## What you need to do:
Please reproduce each line of the data below exactly as shown.

## Supplied information:
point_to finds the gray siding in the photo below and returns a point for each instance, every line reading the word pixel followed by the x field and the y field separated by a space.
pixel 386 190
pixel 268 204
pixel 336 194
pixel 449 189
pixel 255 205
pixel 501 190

## Response for this exercise:
point_to finds the gray siding in the photo below and returns a point for each instance, every line reading the word pixel followed by the x field and the y field separated by a space.
pixel 386 190
pixel 268 204
pixel 336 194
pixel 449 189
pixel 255 205
pixel 501 190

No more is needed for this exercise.